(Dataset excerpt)
---+---

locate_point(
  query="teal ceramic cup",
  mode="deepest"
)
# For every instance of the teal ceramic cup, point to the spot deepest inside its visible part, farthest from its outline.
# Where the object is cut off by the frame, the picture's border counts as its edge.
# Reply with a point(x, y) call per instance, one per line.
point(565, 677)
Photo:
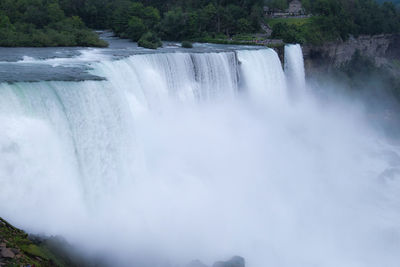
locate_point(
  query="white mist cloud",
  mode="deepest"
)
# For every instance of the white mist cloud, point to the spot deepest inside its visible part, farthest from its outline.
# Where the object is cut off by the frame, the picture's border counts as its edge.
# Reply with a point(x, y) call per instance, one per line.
point(281, 184)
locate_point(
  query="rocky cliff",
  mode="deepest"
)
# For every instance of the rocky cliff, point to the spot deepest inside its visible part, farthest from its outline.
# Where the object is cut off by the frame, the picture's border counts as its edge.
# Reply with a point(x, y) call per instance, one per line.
point(384, 49)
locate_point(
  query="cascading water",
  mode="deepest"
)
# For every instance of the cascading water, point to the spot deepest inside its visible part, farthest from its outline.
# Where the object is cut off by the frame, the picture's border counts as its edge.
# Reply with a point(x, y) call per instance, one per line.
point(294, 67)
point(168, 156)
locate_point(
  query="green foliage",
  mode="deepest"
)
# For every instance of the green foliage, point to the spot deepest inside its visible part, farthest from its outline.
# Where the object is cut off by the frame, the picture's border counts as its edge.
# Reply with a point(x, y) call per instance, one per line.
point(150, 40)
point(42, 23)
point(135, 29)
point(338, 19)
point(187, 44)
point(277, 4)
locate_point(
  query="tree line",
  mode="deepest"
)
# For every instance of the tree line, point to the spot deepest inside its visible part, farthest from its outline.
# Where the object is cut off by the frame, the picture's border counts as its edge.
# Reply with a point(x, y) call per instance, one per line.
point(67, 22)
point(338, 19)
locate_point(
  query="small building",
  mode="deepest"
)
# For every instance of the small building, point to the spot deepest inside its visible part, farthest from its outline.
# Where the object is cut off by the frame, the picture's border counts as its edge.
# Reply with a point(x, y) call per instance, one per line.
point(295, 8)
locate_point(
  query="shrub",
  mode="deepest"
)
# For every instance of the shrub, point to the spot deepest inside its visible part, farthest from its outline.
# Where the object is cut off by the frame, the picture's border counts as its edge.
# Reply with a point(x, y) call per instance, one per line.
point(187, 44)
point(150, 40)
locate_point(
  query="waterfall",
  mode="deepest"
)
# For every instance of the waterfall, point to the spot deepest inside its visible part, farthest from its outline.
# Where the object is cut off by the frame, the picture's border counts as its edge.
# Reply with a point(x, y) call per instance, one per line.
point(294, 67)
point(198, 155)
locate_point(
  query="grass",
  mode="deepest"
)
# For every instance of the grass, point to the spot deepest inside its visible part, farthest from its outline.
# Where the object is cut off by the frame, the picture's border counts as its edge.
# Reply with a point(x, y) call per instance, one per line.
point(30, 253)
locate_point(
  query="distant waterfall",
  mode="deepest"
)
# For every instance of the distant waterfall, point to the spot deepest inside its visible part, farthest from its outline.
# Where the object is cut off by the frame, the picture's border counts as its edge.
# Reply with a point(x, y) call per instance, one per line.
point(294, 68)
point(199, 156)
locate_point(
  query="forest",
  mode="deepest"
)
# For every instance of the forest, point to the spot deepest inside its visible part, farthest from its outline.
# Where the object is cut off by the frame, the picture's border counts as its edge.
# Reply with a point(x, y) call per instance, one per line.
point(70, 22)
point(338, 19)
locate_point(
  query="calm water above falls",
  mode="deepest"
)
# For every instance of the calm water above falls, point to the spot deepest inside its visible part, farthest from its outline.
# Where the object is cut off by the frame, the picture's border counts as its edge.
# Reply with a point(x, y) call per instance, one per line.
point(193, 154)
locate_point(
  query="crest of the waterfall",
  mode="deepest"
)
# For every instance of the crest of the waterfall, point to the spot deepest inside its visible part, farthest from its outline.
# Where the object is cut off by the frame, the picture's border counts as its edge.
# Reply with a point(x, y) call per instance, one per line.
point(294, 68)
point(153, 81)
point(262, 75)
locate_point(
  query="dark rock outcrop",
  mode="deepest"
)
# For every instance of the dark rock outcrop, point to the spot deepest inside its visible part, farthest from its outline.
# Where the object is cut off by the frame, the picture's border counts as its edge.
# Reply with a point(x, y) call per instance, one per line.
point(382, 48)
point(234, 262)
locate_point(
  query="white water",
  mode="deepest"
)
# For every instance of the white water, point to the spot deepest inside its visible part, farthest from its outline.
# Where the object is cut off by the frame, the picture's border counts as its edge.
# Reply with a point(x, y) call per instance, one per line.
point(175, 156)
point(294, 68)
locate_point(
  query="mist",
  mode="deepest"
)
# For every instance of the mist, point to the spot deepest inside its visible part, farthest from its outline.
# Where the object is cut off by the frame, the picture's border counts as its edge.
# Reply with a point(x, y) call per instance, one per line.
point(179, 157)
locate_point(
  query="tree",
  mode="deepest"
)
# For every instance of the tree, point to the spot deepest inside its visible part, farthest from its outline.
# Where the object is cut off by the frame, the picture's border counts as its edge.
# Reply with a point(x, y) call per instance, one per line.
point(135, 29)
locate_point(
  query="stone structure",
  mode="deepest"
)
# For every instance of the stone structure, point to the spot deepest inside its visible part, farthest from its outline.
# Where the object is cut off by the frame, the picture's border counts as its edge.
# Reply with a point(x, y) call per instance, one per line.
point(295, 8)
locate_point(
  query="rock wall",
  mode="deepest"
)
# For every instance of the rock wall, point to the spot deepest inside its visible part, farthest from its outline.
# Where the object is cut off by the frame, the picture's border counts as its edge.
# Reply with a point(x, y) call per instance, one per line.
point(382, 48)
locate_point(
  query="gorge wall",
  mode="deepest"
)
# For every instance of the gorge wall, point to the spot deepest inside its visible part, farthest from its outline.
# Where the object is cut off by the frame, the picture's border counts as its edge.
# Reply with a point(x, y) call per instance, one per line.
point(384, 49)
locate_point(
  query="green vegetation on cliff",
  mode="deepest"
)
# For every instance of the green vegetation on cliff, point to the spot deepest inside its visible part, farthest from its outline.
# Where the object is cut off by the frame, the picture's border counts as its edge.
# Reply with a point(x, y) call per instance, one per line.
point(42, 23)
point(16, 249)
point(66, 22)
point(338, 19)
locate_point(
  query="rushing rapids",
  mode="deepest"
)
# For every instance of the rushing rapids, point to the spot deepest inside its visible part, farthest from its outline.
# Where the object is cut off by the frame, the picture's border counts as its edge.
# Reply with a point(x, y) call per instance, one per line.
point(199, 155)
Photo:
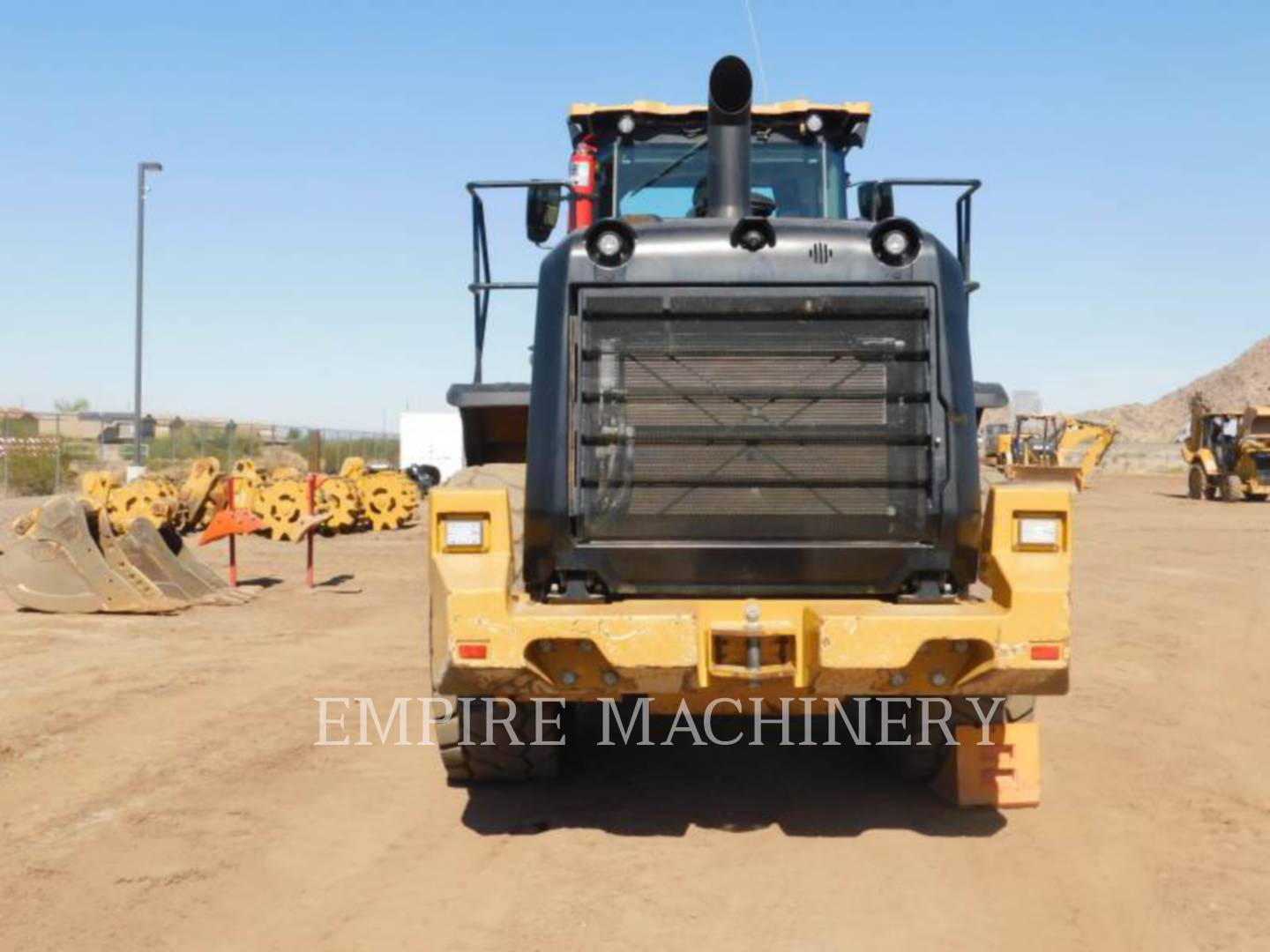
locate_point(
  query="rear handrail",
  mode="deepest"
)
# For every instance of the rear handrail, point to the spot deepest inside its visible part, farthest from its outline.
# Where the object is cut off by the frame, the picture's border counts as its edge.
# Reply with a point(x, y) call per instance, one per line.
point(482, 280)
point(963, 215)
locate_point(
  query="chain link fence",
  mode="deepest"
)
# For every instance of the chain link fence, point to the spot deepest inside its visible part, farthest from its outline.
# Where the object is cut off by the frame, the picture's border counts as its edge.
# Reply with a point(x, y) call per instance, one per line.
point(48, 452)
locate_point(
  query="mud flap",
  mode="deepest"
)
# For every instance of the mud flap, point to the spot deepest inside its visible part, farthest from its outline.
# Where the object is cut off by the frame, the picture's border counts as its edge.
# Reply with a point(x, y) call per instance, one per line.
point(60, 569)
point(147, 551)
point(1005, 773)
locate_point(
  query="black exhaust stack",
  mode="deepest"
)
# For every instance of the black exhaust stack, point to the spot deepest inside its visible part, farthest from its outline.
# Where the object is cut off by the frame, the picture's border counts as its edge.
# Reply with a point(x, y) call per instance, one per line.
point(730, 92)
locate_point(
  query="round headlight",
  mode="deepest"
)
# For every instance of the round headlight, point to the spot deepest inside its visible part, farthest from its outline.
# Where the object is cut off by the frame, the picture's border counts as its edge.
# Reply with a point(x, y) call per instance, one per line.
point(609, 244)
point(894, 242)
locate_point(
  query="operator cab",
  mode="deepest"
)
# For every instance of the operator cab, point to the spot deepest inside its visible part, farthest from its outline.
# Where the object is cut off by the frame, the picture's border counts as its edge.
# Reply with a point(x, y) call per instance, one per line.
point(652, 158)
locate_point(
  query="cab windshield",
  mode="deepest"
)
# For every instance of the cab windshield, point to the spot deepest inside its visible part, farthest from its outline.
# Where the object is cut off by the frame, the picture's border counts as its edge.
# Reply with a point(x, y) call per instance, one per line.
point(669, 179)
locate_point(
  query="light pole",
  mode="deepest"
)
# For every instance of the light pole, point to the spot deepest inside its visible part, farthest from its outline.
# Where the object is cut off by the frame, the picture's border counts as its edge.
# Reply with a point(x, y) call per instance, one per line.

---+---

JOB -
Rescale the lines from the start of the dataset excerpt up to and including the line containing "point(565, 677)", reproducing the requests as they are. Multiply every coordinate in the answers by 0.45 and round each result to a whole number, with halves rounded up.

RESPONSE TO THIS TASK -
locate_point(
  query="teal ceramic cup",
  mode="deepest"
)
# For every instance of the teal ceramic cup, point to the spot deepest inside its visible part, farthest from its outline.
# Where the object is cut off by the frame, the picture's border counts as its edge.
# Reply with a point(x, y) call per instance, one per line.
point(254, 305)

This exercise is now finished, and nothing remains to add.